╭─ Text excerpt

According to the PNC survey, nearly 42% Americans with $1 million or more in invest able assets, including one quarter of those over age 65, said paying for their family’s health care is a top financial concern.

“Death has always been the great equalizer, but that adage can now be updated. Spiralling health care costs are equally indiscriminate. Regardless of income or assets, these costs can devastate anyone,” said Thomas Melcher, managing director of PNC’s wealth management. “That risk places affordable health care as the top financial concern for many families-even our nations wealthiest.”

The findings released by PNC are part of a series of reports resulting from a nationwide survey of nearly 1,500 wealthy US adults, which found that Four in 10 respondents perceive the potential insolvency of the Medicare system as a threat or huge threat to their family’s wealth. About half of those between the ages of 45-64 think its demise would be a threat or huge threat to their family’s wealth.

Long-term health care and medical treatment costs also posed a risk for almost 36%, with one-quarter of younger Americans, ages 18-44, with children under 18 expressing fear that their children would eventually have to pay for their long-term health care costs. Close to one-quarter of those with living parents worried about their parents’ lack of long-term care insurance.

╰─
╭─ Record set

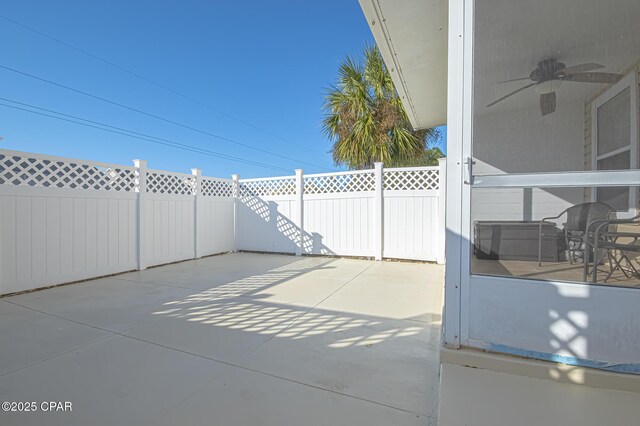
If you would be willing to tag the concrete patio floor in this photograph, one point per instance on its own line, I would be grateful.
(237, 339)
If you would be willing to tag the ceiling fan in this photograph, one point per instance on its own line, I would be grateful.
(549, 75)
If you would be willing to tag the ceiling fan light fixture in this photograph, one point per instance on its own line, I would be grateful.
(549, 86)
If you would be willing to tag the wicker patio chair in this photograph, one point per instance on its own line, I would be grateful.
(578, 218)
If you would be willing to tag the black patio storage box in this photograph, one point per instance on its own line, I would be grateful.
(517, 240)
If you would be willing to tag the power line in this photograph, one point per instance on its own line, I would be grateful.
(155, 83)
(157, 117)
(133, 134)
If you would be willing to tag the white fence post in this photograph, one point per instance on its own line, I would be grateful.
(142, 194)
(378, 222)
(300, 209)
(197, 216)
(442, 193)
(236, 209)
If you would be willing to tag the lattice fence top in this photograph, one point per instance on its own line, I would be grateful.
(268, 187)
(54, 173)
(329, 184)
(216, 187)
(416, 179)
(160, 182)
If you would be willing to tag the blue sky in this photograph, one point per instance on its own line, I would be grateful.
(265, 63)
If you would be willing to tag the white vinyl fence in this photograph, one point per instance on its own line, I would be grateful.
(64, 220)
(390, 213)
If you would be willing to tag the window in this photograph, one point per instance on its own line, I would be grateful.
(615, 141)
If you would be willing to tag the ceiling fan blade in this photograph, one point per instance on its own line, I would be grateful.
(593, 77)
(515, 79)
(547, 103)
(581, 68)
(511, 94)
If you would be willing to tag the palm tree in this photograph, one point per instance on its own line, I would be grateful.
(366, 121)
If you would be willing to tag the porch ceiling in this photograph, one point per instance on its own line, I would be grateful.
(511, 37)
(412, 36)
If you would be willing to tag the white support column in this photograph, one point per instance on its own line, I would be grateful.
(442, 202)
(378, 221)
(236, 209)
(300, 209)
(141, 214)
(197, 215)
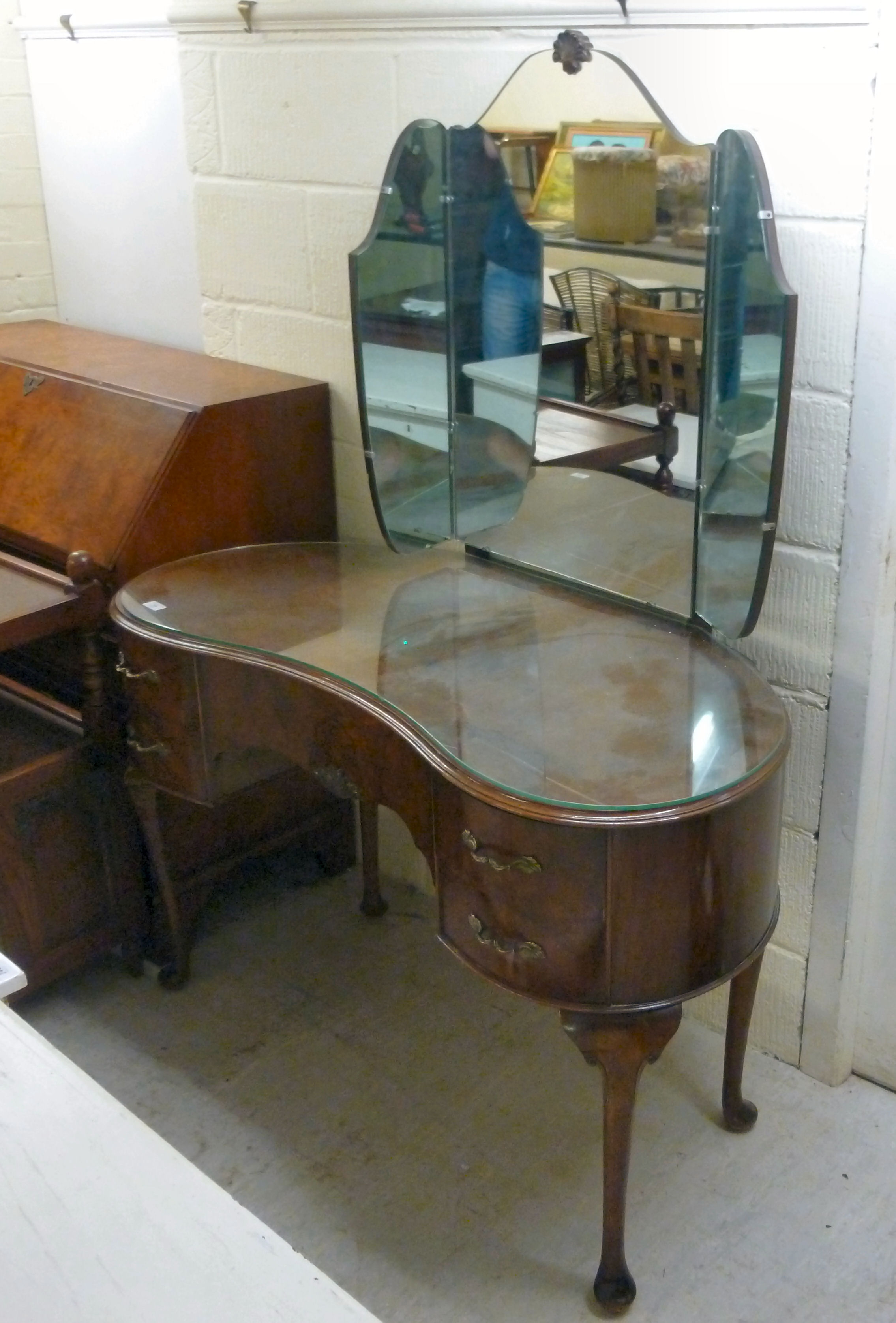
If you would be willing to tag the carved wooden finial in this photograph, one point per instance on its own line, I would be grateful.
(81, 569)
(573, 49)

╰─

▶ **Activity list**:
- A) According to the PNC survey text, about how many wealthy US adults took part in the nationwide survey?
- B) Using the PNC survey text, explain why Thomas Melcher says affordable health care is the top financial concern even for the nation's wealthiest families.
These records have no connection to the PNC survey text.

▶ **Per-task outputs**:
- A) Nearly 1,500 wealthy US adults took part.

- B) Melcher says spiraling health care costs are indiscriminate, much as death is the great equalizer. Regardless of income or assets, these costs can devastate anyone. That risk makes affordable health care the top financial concern for many families, including the wealthiest.